**What is expected**
Among the entries that follow, find the lines containing the string "Outlines" and copy them.

**Data supplied**
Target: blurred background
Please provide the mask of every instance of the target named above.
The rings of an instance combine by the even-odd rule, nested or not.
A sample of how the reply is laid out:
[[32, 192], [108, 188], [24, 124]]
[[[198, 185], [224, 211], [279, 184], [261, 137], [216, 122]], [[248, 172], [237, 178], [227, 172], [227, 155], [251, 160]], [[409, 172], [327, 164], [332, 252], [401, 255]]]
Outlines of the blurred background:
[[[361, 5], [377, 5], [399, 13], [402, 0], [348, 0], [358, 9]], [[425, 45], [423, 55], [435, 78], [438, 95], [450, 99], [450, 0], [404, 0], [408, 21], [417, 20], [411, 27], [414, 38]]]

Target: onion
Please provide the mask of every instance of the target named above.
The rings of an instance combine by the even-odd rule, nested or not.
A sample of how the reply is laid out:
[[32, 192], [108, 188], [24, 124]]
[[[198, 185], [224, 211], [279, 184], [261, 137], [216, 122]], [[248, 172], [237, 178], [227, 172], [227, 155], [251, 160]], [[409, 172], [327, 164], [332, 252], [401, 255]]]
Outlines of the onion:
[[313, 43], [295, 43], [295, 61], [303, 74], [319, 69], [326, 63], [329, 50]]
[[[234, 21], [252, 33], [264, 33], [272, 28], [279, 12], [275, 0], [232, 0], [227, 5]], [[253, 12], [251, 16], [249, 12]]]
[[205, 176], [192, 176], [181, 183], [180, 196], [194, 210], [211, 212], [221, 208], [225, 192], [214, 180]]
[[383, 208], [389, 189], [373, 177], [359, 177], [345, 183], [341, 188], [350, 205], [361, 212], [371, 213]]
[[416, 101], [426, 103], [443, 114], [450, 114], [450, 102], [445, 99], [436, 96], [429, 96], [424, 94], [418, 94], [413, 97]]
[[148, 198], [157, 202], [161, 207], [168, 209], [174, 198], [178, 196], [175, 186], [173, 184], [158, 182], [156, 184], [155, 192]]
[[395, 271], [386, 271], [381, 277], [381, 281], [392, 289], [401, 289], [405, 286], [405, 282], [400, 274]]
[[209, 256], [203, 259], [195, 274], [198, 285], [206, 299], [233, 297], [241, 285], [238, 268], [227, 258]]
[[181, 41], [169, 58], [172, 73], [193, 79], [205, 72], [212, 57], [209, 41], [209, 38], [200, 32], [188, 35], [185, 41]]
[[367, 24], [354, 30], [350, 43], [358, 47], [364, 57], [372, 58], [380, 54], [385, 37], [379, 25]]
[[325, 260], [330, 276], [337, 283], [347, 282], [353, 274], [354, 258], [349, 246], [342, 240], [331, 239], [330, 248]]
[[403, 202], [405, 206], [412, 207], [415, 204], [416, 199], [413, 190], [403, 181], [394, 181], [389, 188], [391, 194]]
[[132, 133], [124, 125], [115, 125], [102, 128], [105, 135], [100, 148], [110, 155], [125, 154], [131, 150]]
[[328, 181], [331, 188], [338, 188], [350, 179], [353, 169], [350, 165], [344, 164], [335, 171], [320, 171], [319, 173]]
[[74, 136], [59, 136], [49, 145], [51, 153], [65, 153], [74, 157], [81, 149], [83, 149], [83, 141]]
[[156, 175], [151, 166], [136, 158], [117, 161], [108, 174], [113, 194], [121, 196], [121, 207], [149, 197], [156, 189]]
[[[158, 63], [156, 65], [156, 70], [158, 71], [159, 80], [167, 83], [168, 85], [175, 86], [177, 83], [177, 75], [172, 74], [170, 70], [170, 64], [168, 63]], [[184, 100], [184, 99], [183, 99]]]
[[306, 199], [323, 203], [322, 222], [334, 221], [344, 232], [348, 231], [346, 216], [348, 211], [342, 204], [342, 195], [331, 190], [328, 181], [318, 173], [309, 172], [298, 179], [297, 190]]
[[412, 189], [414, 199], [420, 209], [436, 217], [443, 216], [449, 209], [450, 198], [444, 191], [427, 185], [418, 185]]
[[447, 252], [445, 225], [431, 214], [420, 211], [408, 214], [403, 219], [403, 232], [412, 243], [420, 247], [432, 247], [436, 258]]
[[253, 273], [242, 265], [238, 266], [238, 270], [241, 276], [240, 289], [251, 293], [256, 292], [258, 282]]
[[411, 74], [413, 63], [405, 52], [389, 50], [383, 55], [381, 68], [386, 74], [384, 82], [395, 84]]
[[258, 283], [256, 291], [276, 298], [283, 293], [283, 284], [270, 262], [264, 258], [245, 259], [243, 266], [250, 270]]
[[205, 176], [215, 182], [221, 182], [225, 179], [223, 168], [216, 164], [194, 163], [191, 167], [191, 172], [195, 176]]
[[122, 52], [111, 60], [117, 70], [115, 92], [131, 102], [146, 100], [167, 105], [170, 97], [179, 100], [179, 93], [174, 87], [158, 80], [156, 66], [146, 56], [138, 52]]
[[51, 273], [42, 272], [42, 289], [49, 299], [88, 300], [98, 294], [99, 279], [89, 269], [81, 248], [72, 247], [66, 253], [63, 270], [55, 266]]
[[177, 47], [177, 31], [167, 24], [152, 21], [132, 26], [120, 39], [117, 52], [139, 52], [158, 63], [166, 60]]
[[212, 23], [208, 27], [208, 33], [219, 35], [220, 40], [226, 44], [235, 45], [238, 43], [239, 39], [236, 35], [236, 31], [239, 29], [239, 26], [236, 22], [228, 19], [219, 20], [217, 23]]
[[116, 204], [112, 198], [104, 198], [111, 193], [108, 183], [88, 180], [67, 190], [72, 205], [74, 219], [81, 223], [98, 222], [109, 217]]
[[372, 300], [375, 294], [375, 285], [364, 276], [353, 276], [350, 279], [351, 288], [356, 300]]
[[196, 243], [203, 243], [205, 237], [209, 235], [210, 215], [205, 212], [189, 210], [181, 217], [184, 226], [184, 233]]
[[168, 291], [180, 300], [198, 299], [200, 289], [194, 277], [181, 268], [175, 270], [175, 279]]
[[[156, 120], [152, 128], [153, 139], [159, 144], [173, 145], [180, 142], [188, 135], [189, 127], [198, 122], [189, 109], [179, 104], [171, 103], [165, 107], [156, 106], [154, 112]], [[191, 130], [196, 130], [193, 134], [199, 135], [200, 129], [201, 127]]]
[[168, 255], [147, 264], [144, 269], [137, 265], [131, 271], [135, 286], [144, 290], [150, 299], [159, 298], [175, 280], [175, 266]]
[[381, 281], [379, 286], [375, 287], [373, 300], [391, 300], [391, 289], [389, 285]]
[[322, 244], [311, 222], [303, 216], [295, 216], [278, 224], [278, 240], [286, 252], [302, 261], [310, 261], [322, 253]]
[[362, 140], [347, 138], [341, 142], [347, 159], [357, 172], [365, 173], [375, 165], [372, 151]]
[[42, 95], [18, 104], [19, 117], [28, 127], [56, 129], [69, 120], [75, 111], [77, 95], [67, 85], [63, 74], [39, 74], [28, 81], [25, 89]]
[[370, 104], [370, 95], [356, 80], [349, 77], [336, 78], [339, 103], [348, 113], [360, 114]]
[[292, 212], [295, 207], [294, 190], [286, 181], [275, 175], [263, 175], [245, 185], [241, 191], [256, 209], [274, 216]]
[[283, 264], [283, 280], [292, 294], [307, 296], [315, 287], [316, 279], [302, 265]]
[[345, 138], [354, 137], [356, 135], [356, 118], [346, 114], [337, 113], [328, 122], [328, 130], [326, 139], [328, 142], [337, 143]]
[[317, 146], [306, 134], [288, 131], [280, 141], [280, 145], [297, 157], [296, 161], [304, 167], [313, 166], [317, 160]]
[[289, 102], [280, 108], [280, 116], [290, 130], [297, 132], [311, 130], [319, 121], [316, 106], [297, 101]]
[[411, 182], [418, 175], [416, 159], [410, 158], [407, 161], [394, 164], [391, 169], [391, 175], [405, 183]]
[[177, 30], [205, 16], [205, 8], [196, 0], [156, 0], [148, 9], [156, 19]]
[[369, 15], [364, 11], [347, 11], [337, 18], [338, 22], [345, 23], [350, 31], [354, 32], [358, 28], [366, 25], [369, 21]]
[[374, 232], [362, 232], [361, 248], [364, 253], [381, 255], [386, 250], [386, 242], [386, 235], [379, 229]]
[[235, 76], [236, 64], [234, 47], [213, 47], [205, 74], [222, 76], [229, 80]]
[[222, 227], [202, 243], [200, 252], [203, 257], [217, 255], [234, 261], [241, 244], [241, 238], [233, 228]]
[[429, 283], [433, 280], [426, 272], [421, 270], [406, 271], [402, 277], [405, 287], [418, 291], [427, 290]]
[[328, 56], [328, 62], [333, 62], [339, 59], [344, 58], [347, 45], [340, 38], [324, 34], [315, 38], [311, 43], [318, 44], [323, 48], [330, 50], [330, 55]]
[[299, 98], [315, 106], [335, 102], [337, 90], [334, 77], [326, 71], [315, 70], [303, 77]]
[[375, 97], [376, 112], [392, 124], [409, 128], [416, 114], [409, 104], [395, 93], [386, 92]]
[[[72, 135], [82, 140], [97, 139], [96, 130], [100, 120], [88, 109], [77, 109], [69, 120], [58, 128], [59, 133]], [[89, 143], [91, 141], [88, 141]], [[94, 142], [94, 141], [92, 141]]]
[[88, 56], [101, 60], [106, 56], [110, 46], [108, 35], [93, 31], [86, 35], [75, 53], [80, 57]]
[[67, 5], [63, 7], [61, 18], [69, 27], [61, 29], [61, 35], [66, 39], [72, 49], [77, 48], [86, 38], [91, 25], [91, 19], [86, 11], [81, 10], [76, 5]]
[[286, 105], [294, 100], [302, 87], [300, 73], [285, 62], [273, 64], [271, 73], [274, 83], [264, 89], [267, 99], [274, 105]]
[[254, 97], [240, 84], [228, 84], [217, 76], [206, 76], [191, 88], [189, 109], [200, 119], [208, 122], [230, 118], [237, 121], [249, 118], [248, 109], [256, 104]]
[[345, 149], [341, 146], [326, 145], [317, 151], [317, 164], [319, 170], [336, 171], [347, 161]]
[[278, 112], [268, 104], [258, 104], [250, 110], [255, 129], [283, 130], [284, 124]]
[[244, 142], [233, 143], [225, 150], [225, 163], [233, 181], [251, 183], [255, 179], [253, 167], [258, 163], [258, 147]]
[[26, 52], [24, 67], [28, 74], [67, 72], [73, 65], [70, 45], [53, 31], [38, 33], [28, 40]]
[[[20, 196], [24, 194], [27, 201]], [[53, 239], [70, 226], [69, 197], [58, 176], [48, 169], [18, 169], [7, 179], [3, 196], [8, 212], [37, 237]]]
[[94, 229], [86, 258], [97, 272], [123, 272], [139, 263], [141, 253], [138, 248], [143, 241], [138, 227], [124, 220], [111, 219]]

**Answer to the problem**
Outlines of the blurred background:
Outlines of the onion:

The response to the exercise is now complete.